== Material shown

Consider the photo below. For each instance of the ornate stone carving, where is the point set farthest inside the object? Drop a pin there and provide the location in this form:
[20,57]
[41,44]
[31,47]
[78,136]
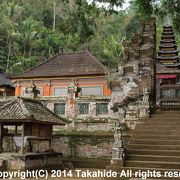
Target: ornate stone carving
[32,91]
[118,150]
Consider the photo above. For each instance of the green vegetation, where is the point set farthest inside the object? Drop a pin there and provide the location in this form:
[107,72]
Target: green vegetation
[34,30]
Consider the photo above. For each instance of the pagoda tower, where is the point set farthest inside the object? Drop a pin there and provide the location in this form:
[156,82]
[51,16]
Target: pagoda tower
[168,53]
[168,72]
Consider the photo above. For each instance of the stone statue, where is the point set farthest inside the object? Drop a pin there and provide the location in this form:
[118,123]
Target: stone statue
[32,91]
[145,95]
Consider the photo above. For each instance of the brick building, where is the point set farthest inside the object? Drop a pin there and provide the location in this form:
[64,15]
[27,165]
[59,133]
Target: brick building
[53,77]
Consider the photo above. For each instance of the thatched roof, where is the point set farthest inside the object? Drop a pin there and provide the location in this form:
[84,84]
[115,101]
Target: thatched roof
[66,64]
[28,110]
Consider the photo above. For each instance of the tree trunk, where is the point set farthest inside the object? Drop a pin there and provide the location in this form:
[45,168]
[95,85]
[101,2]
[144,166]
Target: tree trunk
[54,15]
[9,53]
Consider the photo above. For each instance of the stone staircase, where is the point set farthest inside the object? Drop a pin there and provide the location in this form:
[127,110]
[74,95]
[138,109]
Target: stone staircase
[155,143]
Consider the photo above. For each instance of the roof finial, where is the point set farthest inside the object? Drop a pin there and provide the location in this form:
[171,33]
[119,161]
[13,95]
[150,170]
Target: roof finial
[167,21]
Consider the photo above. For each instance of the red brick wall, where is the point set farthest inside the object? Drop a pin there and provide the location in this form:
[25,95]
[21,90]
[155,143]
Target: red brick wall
[48,88]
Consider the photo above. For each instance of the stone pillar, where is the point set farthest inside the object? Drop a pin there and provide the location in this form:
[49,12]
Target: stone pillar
[22,139]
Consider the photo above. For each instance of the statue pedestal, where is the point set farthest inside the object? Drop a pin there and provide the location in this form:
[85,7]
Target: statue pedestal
[117,157]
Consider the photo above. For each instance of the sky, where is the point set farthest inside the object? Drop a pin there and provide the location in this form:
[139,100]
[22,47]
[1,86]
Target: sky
[125,5]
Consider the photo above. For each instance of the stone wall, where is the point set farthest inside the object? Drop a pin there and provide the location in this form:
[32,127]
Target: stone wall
[94,145]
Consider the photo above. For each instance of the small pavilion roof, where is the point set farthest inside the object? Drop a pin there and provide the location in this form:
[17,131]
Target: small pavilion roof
[160,69]
[28,110]
[66,64]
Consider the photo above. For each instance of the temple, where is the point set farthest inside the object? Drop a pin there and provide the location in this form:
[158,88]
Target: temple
[168,71]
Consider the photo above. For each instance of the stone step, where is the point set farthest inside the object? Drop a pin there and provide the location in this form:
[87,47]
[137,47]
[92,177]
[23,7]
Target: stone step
[152,124]
[166,116]
[153,152]
[153,147]
[153,164]
[152,158]
[155,141]
[157,132]
[159,137]
[161,128]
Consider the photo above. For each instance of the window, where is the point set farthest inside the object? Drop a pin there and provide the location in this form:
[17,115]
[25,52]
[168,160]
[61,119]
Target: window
[40,91]
[87,91]
[24,93]
[60,91]
[177,92]
[168,93]
[83,108]
[101,108]
[59,109]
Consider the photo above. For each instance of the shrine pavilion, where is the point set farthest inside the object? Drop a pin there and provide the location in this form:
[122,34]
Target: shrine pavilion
[168,72]
[32,122]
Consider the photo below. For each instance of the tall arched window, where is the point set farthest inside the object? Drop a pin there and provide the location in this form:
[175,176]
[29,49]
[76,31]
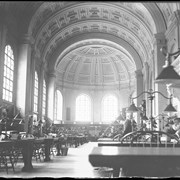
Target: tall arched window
[36,92]
[8,75]
[109,108]
[83,108]
[44,99]
[58,106]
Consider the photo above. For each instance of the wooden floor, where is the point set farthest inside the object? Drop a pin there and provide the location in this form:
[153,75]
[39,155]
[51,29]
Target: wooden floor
[74,165]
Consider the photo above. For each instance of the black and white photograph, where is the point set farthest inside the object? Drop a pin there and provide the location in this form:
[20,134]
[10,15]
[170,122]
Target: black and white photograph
[89,89]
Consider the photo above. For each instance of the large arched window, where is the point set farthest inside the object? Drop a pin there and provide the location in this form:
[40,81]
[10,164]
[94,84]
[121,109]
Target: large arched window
[36,92]
[58,106]
[8,75]
[44,99]
[109,108]
[83,108]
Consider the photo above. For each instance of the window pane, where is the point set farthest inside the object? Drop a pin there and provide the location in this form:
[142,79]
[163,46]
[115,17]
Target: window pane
[83,108]
[58,106]
[110,108]
[44,99]
[35,92]
[8,74]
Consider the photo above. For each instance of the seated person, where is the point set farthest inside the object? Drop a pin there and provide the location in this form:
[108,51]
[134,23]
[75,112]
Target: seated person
[174,128]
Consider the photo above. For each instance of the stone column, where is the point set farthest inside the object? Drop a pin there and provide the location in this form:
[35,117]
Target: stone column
[139,90]
[24,78]
[51,88]
[160,102]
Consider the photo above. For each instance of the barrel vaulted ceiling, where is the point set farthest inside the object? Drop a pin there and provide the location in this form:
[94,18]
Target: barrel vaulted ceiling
[96,43]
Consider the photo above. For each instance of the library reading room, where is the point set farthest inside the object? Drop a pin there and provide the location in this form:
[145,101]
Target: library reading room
[89,89]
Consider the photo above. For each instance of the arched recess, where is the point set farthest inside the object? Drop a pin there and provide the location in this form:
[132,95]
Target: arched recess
[80,37]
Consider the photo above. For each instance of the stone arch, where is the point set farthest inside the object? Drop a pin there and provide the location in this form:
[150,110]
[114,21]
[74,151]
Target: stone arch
[80,37]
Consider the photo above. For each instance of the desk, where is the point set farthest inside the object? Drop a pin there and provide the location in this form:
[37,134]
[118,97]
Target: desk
[137,144]
[26,146]
[105,140]
[47,146]
[136,161]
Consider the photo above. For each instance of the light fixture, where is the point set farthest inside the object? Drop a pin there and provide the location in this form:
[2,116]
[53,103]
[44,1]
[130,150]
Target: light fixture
[132,108]
[170,108]
[120,117]
[22,121]
[144,117]
[168,74]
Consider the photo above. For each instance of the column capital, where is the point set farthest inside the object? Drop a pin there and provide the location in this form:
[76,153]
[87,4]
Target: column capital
[138,73]
[27,39]
[159,38]
[52,74]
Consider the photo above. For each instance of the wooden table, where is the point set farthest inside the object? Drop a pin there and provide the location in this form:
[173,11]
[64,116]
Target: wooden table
[47,146]
[139,144]
[137,161]
[105,140]
[26,145]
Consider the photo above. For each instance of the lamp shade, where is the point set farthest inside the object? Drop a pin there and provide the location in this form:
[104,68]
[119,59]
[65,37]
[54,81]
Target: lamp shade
[170,108]
[168,75]
[145,118]
[132,108]
[120,117]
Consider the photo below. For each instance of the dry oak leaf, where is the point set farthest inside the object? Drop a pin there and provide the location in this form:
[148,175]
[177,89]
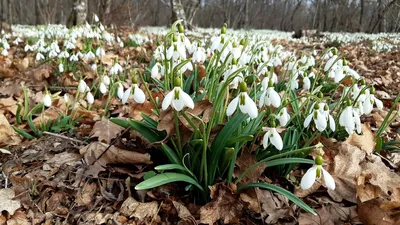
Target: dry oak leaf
[7,133]
[371,213]
[105,130]
[6,201]
[85,195]
[226,206]
[141,211]
[113,155]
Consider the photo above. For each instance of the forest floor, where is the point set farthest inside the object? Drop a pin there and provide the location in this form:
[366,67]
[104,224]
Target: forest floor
[59,178]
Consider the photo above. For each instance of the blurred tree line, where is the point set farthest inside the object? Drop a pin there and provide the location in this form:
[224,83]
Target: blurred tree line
[370,16]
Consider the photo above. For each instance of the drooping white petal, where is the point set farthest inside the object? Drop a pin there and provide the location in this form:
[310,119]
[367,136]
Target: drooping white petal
[103,88]
[47,100]
[276,139]
[249,106]
[187,100]
[167,100]
[120,91]
[308,120]
[266,139]
[89,98]
[232,106]
[138,95]
[309,178]
[329,181]
[332,123]
[126,95]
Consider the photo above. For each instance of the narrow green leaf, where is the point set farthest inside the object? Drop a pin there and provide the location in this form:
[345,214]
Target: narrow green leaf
[166,178]
[281,191]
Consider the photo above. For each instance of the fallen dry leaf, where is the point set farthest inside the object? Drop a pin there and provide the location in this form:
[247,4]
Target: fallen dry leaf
[141,211]
[113,155]
[7,133]
[225,206]
[105,130]
[6,201]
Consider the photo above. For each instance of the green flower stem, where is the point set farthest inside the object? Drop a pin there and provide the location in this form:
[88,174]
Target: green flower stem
[178,136]
[305,149]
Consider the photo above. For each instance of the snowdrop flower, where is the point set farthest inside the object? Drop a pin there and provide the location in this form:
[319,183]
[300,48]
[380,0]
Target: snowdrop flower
[245,103]
[369,102]
[100,52]
[73,58]
[106,80]
[103,88]
[283,117]
[318,117]
[82,86]
[116,69]
[89,56]
[350,119]
[270,96]
[120,91]
[155,70]
[314,173]
[47,100]
[138,94]
[273,136]
[89,98]
[61,68]
[177,98]
[39,56]
[4,52]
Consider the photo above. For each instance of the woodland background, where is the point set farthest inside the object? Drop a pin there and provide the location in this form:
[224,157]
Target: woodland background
[371,16]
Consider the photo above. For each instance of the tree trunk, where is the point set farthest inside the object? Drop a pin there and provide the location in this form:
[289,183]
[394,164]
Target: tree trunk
[78,13]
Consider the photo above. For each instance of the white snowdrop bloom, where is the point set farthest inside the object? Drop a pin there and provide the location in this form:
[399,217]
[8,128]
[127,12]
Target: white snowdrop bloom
[155,70]
[63,54]
[4,52]
[199,55]
[17,41]
[61,67]
[100,52]
[120,91]
[272,136]
[89,98]
[317,172]
[39,56]
[283,117]
[73,58]
[89,56]
[28,48]
[178,99]
[350,119]
[93,66]
[66,98]
[126,95]
[103,88]
[47,100]
[245,103]
[106,80]
[116,69]
[82,86]
[138,94]
[270,96]
[319,118]
[369,102]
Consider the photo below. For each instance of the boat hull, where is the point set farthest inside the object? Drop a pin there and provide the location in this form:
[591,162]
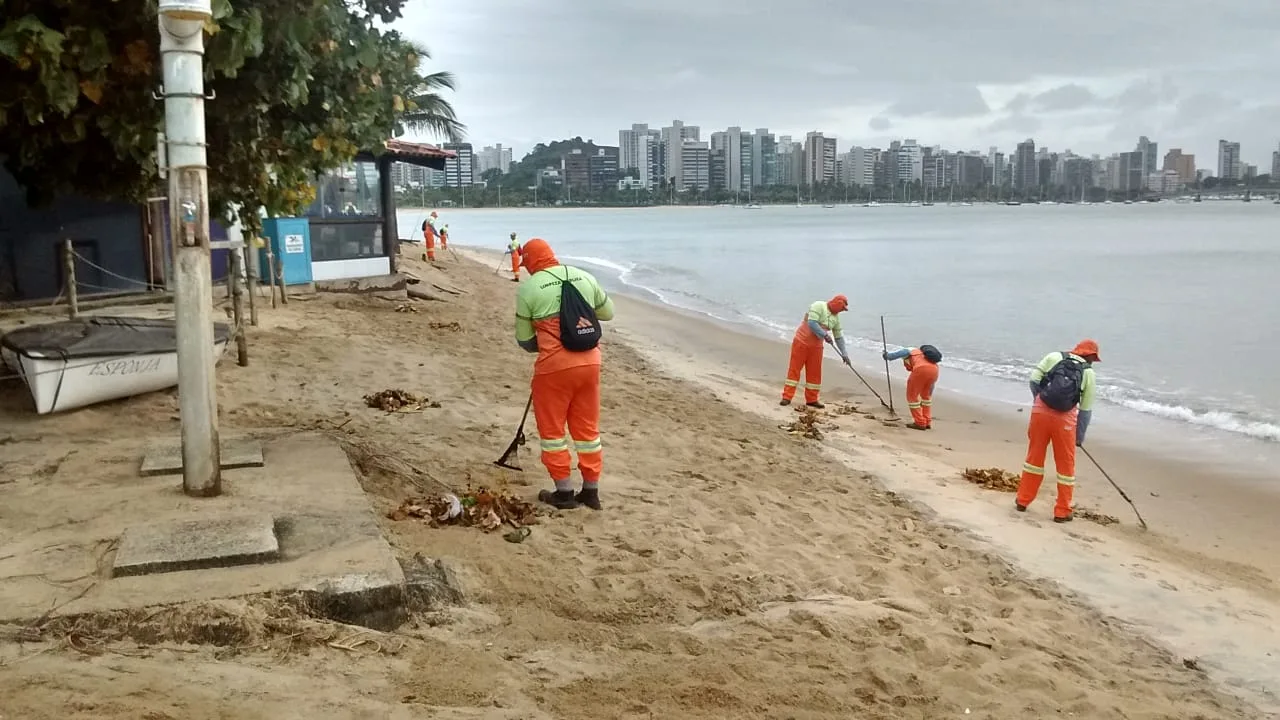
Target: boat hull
[58,384]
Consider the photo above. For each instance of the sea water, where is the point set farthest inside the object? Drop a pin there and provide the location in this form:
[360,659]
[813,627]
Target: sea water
[1182,297]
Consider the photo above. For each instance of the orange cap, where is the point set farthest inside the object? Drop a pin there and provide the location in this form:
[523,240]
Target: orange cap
[536,255]
[1087,347]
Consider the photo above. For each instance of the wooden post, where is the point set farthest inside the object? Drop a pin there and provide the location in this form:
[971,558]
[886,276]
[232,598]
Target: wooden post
[270,273]
[69,279]
[279,281]
[237,292]
[251,276]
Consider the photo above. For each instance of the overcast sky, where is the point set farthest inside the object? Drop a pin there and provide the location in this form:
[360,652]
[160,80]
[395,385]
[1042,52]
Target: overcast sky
[1083,74]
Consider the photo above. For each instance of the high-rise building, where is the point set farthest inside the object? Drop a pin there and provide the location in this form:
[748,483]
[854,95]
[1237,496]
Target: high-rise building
[576,169]
[859,168]
[764,158]
[1180,163]
[673,141]
[819,159]
[1229,165]
[970,169]
[460,172]
[790,162]
[603,168]
[909,162]
[694,165]
[717,172]
[493,158]
[1025,169]
[1129,172]
[636,149]
[1150,156]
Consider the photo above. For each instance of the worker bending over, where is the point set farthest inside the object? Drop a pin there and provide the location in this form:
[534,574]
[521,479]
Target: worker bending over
[513,250]
[819,326]
[558,313]
[923,364]
[1064,387]
[429,237]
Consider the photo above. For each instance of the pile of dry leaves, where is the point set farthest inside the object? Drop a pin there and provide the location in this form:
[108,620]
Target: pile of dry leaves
[398,401]
[483,507]
[804,425]
[1095,516]
[992,478]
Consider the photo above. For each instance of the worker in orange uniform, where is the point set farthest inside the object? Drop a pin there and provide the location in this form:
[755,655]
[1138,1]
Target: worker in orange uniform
[923,364]
[513,250]
[1064,387]
[429,237]
[558,313]
[819,326]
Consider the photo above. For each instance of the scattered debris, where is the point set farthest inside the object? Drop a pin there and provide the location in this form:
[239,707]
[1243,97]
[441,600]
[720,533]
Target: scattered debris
[398,401]
[992,478]
[1095,516]
[483,507]
[804,425]
[987,642]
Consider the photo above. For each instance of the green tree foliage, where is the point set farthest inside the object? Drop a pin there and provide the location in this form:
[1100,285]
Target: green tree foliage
[300,87]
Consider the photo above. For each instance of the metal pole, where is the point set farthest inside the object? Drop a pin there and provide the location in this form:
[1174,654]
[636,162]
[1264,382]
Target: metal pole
[182,48]
[69,281]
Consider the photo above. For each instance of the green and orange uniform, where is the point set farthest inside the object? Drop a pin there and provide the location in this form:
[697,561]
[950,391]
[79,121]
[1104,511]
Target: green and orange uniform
[566,386]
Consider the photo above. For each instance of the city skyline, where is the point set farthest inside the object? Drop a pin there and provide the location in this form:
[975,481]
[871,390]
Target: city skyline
[954,74]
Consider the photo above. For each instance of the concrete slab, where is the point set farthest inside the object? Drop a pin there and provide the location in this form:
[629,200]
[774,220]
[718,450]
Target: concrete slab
[58,532]
[195,545]
[236,454]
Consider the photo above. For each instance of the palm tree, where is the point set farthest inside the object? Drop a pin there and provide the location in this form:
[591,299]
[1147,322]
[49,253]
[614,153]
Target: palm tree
[426,110]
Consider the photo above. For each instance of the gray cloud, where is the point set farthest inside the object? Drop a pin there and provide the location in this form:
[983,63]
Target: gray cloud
[533,72]
[1070,96]
[941,101]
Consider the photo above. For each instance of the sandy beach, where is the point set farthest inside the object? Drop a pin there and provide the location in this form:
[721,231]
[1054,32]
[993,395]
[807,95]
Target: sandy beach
[736,572]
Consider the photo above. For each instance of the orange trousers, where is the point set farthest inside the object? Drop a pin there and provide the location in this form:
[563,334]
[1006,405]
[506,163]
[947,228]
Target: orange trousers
[570,397]
[919,392]
[1050,427]
[804,356]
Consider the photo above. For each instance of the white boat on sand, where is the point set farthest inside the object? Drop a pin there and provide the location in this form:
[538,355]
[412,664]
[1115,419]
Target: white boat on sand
[77,363]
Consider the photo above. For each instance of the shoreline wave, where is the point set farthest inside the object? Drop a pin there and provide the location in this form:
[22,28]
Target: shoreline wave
[1130,397]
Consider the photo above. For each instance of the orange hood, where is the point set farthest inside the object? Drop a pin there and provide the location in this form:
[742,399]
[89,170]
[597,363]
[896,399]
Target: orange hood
[536,255]
[1087,347]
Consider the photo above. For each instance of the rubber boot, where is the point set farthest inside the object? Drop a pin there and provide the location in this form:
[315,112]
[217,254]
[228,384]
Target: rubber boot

====

## [Task description]
Out of the entries, pull every line that mentions "rubber".

## [Exercise response]
Consider the photo above. For each instance of the rubber boot, where is the point set farthest inside the object? Drop a pin there and provide the location in this form:
Target: rubber boot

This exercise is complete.